## [Written problem]
Return every line in the entries below that contains the word "wall", treating uppercase and lowercase as different.

## [Material for this task]

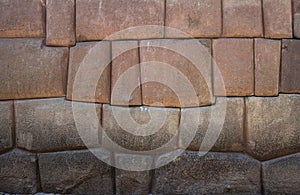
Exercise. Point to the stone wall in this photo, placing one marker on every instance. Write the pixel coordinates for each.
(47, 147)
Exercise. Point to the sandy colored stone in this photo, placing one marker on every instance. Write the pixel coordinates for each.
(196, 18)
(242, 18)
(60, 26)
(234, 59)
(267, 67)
---
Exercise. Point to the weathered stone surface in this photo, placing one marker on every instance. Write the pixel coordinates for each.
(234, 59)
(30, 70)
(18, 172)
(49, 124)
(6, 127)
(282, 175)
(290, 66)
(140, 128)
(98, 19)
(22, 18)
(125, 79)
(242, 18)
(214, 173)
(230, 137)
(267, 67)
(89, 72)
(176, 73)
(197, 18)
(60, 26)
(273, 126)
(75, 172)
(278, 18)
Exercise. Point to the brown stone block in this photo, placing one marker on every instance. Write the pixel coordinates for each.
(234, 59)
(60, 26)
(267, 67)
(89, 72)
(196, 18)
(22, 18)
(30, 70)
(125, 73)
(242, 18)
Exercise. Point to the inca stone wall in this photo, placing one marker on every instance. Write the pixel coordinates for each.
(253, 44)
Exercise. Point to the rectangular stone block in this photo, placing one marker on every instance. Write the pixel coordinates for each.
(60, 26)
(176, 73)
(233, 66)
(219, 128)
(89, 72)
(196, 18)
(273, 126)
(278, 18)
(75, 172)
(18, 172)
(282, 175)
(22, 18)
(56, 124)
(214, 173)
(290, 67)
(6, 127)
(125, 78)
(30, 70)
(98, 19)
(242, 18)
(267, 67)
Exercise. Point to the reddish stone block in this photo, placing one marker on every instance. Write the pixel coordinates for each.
...
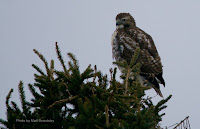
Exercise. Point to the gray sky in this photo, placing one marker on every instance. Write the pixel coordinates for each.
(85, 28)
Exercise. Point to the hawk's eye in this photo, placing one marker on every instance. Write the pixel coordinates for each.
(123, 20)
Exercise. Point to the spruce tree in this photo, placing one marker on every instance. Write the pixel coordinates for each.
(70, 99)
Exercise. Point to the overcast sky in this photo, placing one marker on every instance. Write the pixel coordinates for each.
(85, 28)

## [The response]
Exercise. Point to the stone wall in this photo, placing one marker on every instance. Write the pixel coordinates for each.
Exercise. Point to the inca stone wall in this photo, placing one marker on every instance. Write the pixel coordinates for each.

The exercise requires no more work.